- **Travail demandé**:
1/ Résumez en deux phrases le passage ci-dessous sur les verbes « agapaô » et « phileô ».
2/ Dans le passage ci-dessous sur les verbes « agapaô » et « phileô », traduisez en anglais la phrase « Le thème de l'ami de Jésus permet donc à la fois d'orienter le sens des termes « agapè, agapaô » et de mettre en valeur la liberté des disciples dans leur engagement. »
3/ Poursuivez la rédaction du passage ci-dessous sur les verbes « agapaô » et « phileô » à partir de l'endroit où il s'arrête.

- **Passage extrait**:
┄┄┄┄┄┄
Certains d’autres considèrent que ces deux verbes sont synonymes ou interchangeables. Pour nous, ces deux verbes ne
sont pas de simples synonymes ou relevant d’un procédé littéraire pour éviter
la répétition. Au contraire, les termes de même famille :
« agapè – agapaô » (aimer – amour) et « philos – phileô » (ami, aimer d’amitié) ont une place
importante dans l’élaboration de la théologie. Les thèmes aimer Jésus (14,15.21.23)
et demeurer dans son amour (15,9) exprimés par « agapè, agapaô » doivent être compris dans la direction de l’amour
d’amitié exprimé par « philos, phileô ». Le thème de l’ami de
Jésus permet donc à la fois d’orienter le sens des termes « agapè, agapaô » et de mettre en
valeur la liberté des disciples dans leur engagement. De plus, le titre d’ami
de Jésus renvoie à la tradition biblique qui accorde une importance à
l’appellation « ami de Dieu » (cf. Is 41,8 ; 2Ch 20,7 ; Ex
33,11, cf. Jc 2,23). Cf. « III. Le sens des verbes “agapaô” et “phileô” »
dans l’article : « L’amour et de l’amitié. »
Pour comprendre le passage de serviteurs à amis en 15,15a, nous
étudions la relation « serviteur – maître » en deux temps : (1) les
traductions : maître, seigneur, serviteur ; (2) « serviteur –
maître » en 13,16 et 15,20.
1.
La traduction des termes : maître, seigneur, serviteur
Nous présentons la traduction de
trois termes : (1) « kurios »
(maître, seigneur), (2) « didaskalos »
(maître) et (3) « diakonos »
(serviteur).
(1) Le titre « kurios » désigne « un
maître » ou « un seigneur » dans le rapport au « serviteur »
(doulos). À la fin de l’Évangile le
titre « kurios » a le sens
fort quand Thomas dit à Jésus ressuscité en 20,28 : « Mon Seigneur (ho kurios mou) et
mon Dieu (kai ho theos mou) ! »
Le terme « kurios » en 20,28 est rendu par « seigneur » et non
« maître » comme en 13,16 ; 15,20. La BiJér, 2000 et la TOB,
2011 traduisent « kurios »
┄┄┄┄┄┄
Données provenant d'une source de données
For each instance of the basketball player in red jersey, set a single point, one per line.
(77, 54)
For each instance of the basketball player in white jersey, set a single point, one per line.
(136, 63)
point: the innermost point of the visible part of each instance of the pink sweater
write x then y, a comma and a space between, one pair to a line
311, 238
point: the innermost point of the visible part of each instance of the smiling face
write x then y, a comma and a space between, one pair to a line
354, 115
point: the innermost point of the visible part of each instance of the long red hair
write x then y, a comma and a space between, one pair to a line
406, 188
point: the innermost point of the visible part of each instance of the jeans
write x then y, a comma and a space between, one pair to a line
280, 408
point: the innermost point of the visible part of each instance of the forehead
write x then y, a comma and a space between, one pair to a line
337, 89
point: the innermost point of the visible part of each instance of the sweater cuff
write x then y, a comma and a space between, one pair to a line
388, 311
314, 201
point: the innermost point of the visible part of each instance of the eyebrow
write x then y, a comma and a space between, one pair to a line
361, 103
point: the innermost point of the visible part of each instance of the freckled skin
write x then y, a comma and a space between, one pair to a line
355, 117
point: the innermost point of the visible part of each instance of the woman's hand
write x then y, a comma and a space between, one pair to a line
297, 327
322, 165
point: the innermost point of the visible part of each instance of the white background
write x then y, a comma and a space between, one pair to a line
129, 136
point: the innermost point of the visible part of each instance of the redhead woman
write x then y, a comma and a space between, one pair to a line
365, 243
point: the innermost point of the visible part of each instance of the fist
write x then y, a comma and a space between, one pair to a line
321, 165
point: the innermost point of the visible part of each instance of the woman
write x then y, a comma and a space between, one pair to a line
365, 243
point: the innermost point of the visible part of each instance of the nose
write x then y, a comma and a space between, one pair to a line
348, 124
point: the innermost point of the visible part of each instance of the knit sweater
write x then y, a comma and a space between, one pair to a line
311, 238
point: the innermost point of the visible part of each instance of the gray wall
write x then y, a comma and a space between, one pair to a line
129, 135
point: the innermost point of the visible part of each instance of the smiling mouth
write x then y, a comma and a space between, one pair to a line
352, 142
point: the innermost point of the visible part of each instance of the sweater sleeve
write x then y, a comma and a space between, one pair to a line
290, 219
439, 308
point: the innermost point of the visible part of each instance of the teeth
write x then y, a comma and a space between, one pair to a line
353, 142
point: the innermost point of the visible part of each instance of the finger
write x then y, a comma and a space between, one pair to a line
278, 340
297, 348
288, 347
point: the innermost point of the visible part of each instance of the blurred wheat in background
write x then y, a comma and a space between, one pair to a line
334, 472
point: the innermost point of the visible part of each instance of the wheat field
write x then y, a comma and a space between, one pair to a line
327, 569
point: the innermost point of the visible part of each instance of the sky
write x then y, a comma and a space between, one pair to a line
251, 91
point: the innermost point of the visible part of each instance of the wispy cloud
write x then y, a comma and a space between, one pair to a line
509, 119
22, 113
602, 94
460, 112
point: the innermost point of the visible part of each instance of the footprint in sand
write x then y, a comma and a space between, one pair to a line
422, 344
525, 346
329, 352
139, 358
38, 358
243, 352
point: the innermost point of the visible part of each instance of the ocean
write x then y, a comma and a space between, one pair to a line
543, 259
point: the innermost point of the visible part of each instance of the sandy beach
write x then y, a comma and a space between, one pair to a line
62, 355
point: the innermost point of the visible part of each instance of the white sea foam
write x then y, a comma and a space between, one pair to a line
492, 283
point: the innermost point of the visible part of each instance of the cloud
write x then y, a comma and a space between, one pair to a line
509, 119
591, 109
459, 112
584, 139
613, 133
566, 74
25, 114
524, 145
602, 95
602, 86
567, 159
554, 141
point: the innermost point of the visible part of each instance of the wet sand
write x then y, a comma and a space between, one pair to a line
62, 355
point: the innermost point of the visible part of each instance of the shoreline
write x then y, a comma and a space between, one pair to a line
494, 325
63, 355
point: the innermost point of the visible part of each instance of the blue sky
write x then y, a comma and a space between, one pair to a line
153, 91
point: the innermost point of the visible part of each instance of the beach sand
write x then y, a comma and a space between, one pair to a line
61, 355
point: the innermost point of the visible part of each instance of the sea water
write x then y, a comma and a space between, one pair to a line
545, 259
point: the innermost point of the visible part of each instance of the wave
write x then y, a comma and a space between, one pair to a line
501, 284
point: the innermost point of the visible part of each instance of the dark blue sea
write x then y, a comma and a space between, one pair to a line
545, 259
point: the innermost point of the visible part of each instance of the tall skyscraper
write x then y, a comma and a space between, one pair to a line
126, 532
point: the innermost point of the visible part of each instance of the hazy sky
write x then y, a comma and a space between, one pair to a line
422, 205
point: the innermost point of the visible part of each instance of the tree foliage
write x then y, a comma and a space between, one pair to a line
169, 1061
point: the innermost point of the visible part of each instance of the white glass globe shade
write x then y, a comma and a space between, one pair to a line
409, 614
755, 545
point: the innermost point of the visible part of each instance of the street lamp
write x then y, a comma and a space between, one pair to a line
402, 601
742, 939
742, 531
┄┄┄┄┄┄
- **Réponses dans l'ordre**:
1/ Selon le passage, les verbes « agapaô » et « phileô » ne sont pas de simples synonymes : l'amour exprimé par « agapè, agapaô » doit être compris dans la direction de l'amour d'amitié exprimé par « philos, phileô », et le thème de l'ami de Jésus met en valeur la liberté des disciples dans leur engagement. Pour comprendre le passage de serviteurs à amis en 15,15a, le passage étudie ensuite la relation « serviteur – maître », en commençant par la traduction des termes « kurios », « didaskalos » et « diakonos ».

2/ The theme of the friend of Jesus therefore makes it possible both to guide the meaning of the terms "agapè, agapaô" and to highlight the freedom of the disciples in their commitment.

3/
en 13,16b ; 15,20b par « maître » : « Le
serviteur n’est pas plus grand que son maître » pour souligner la relation
« serviteur – maître ». Le titre « kurios » en 13,13
est traduit par « Seigneur ». Jésus dit aux disciples en
13,13-14 : « 13 Vous m’appelez Maître (ho didaskalos) et Seigneur (ho kurios), et vous dites bien, car je
le suis. 14 Si donc je vous ai lavé les pieds, moi le Seigneur (ho kurios) et le Maître (ho didaskalos), vous aussi vous devez
vous laver les pieds les uns aux autres. » Pour être cohérente avec la
traduction de « kurios » en 13,13 par
« Seigneur », certains traduisent « kurios » en 13,16b ; 15,20b par « seigneur » : « Le
serviteur n’est pas plus grand que son seigneur » (cf. M. Girard, Évangile ; Jeanne d’Arc, Évangile). La traduction d’É.
Delebecque, Évangile, n’est pas logique puisqu’elle rend le même terme « kurios » dans la
même parole en 13,16b par « seigneur » (ibid., p.115) et en 15,20b par « maître » (ibid., p.115).
(2) Le mot « didaskalos » est aussi traduit par
« maître » (cf. 13,13) dans le rapport à un « étudiant »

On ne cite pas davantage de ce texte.